### Material supplied
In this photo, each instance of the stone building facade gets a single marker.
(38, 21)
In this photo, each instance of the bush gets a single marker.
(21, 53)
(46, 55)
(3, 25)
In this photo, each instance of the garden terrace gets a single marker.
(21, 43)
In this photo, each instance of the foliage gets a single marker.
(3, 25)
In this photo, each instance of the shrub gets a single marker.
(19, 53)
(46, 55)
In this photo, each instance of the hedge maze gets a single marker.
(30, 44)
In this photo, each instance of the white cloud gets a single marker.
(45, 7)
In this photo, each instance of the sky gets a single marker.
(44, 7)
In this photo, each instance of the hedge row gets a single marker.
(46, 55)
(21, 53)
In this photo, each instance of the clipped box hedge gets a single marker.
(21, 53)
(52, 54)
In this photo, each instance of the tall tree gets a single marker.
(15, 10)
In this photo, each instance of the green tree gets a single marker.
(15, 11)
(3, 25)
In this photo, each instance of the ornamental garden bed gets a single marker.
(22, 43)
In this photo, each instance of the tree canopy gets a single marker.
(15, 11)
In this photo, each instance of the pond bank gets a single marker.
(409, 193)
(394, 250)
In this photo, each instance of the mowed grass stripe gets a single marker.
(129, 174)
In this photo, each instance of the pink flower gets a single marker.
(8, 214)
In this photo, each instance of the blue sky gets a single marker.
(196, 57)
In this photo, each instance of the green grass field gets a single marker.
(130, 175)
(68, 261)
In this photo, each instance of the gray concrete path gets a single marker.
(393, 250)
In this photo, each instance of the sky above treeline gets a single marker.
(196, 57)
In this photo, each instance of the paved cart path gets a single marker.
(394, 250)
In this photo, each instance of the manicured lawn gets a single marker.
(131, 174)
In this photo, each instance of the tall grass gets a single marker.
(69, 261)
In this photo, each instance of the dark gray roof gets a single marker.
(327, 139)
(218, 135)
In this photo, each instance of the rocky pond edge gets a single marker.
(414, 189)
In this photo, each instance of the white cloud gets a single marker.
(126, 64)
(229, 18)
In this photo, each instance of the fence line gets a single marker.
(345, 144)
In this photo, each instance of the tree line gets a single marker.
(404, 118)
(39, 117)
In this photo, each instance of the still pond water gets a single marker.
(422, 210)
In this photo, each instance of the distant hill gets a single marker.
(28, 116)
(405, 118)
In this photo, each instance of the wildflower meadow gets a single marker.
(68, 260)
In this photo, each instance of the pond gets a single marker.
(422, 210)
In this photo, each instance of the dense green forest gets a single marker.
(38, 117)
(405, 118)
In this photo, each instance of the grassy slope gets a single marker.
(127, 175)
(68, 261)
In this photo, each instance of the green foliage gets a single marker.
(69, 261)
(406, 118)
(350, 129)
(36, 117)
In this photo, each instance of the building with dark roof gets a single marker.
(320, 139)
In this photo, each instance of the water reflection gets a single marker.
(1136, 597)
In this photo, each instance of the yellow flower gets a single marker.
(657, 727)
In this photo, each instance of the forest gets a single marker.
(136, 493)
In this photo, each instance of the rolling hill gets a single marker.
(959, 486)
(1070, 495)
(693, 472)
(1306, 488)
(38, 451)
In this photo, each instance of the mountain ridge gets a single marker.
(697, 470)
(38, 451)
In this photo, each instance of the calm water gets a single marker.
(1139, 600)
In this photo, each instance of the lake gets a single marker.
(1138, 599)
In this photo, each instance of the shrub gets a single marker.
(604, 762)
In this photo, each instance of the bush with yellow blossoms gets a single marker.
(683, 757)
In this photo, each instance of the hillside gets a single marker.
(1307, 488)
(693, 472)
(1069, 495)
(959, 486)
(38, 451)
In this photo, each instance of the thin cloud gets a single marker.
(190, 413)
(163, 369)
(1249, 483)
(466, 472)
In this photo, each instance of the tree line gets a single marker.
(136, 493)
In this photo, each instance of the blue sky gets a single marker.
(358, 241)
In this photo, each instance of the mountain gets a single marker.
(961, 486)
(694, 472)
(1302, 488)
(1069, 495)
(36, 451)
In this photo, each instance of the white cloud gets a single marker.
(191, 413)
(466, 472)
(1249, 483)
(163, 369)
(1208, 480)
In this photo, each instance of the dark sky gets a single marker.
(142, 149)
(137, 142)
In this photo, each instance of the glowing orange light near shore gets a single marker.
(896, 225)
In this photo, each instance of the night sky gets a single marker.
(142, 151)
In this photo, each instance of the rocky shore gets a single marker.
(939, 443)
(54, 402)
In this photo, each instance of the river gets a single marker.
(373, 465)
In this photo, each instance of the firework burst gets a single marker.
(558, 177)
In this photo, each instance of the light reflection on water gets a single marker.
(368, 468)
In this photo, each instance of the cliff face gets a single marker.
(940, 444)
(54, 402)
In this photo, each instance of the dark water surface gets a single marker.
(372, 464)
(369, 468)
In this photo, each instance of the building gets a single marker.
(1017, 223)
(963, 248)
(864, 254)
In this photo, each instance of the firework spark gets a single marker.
######
▸ Instructions for the task
Every record should be repeated exactly; please leave none out.

▸ Result below
In this photo, each instance of the stone building facade gets a single marker.
(38, 21)
In this photo, each instance of the bush gets a single marker.
(21, 53)
(46, 55)
(3, 25)
In this photo, each instance of the garden terrace gets a single marker.
(21, 43)
In this photo, each instance of the foliage gets a single marker.
(3, 25)
In this photo, each instance of the shrub gets a single marker.
(19, 53)
(46, 55)
In this photo, each instance of the hedge maze gets a single marker.
(30, 44)
In this photo, each instance of the white cloud gets a single marker.
(45, 7)
In this photo, each instance of the sky gets a single marker.
(44, 7)
In this photo, each instance of the hedge row gets a single marker.
(46, 55)
(21, 53)
In this photo, each instance of the clipped box hedge gets a single marker.
(21, 53)
(52, 54)
In this photo, each instance of the tall tree gets a single marker.
(15, 10)
In this photo, each instance of the green tree gets a single marker.
(15, 11)
(3, 25)
In this photo, each instance of the ornamental garden bed gets a single marker.
(22, 43)
In this photo, each instance of the tree canopy gets a single marker.
(15, 11)
In this photo, each instance of the pond bank gets a single marker.
(409, 193)
(394, 250)
In this photo, each instance of the mowed grass stripe gets a single marker.
(129, 174)
In this photo, each instance of the pink flower gets a single marker.
(8, 214)
In this photo, each instance of the blue sky gets a single marker.
(196, 57)
In this photo, each instance of the green grass field gets a single marker.
(130, 175)
(68, 261)
In this photo, each instance of the gray concrete path gets a single marker.
(393, 250)
In this photo, each instance of the sky above treeline gets a single marker.
(196, 57)
In this photo, each instance of the paved cart path gets a single marker.
(394, 250)
In this photo, each instance of the manicured lawn gets a single marker.
(131, 174)
In this photo, each instance of the tall grass gets a single marker.
(69, 261)
In this photo, each instance of the dark gray roof gets a single marker.
(327, 139)
(218, 135)
In this photo, each instance of the rocky pond edge gets a single marker.
(414, 189)
In this photo, each instance of the white cloud gets a single marker.
(126, 64)
(229, 18)
In this photo, each instance of the fence line gets a single marker.
(345, 144)
In this photo, each instance of the tree line gets a single marker.
(404, 118)
(39, 117)
In this photo, each instance of the still pond water gets a single marker.
(422, 210)
In this photo, each instance of the distant hill gets a single marker.
(28, 116)
(405, 118)
In this photo, each instance of the wildflower meadow gets a single marker.
(68, 260)
In this photo, each instance of the pond gets a single marker.
(422, 210)
In this photo, each instance of the dense green forest gets a single marker.
(38, 117)
(405, 118)
In this photo, each instance of the grassy slope gets a single marker.
(127, 175)
(68, 261)
In this photo, each instance of the green foliage gets a single marker.
(69, 261)
(406, 118)
(350, 129)
(36, 117)
In this photo, each instance of the building with dark roof gets a single marker.
(320, 139)
In this photo, each instance of the water reflection gets a single marker.
(1136, 597)
In this photo, each instance of the yellow flower gets a single marker.
(657, 727)
In this photo, each instance of the forest gets a single marker.
(136, 493)
In this photo, each instance of the rolling hill gets a single marker.
(959, 486)
(1070, 495)
(693, 472)
(1306, 488)
(38, 451)
In this photo, each instance of the mountain ridge gets a single marker.
(697, 470)
(38, 451)
In this photo, each instance of the calm water gets a single marker.
(1139, 600)
In this photo, each instance of the lake gets a single marker.
(1138, 599)
In this photo, each instance of the shrub gets a single marker.
(604, 762)
In this photo, each instance of the bush with yellow blossoms gets a single marker.
(683, 757)
In this photo, each instance of the hillside gets a single marker.
(1307, 488)
(693, 472)
(1069, 495)
(959, 486)
(38, 451)
In this photo, each instance of the thin cloud gets a single marker.
(190, 413)
(163, 369)
(1249, 483)
(466, 472)
In this photo, each instance of the tree line gets a single marker.
(136, 493)
In this photo, each instance of the blue sky gets a single marker.
(358, 241)
In this photo, each instance of the mountain gets a single marker.
(961, 486)
(694, 472)
(1302, 488)
(1069, 495)
(36, 451)
In this photo, each instance of the white cloud gets a single marker.
(191, 413)
(466, 472)
(1249, 483)
(163, 369)
(1208, 480)
In this photo, each instance of the dark sky gets a single marker.
(142, 149)
(137, 142)
In this photo, each instance of the glowing orange light near shore gets a single marker.
(896, 225)
In this photo, each instance of the night sky gets a single marker.
(142, 151)
In this photo, each instance of the rocky shore gets a single marker.
(939, 443)
(54, 402)
In this photo, each instance of the river gets a single marker.
(373, 465)
In this photo, each instance of the firework burst gets a single marker.
(558, 177)
In this photo, each instance of the light reflection on water gets a single marker.
(368, 468)
In this photo, each instance of the cliff face gets a single marker.
(940, 444)
(54, 402)
In this photo, each instance of the dark water surface gets a single marker.
(372, 464)
(369, 468)
In this photo, each instance of the building gets a single marker.
(1017, 223)
(963, 248)
(864, 254)
In this photo, each instance of the firework spark gets a single marker.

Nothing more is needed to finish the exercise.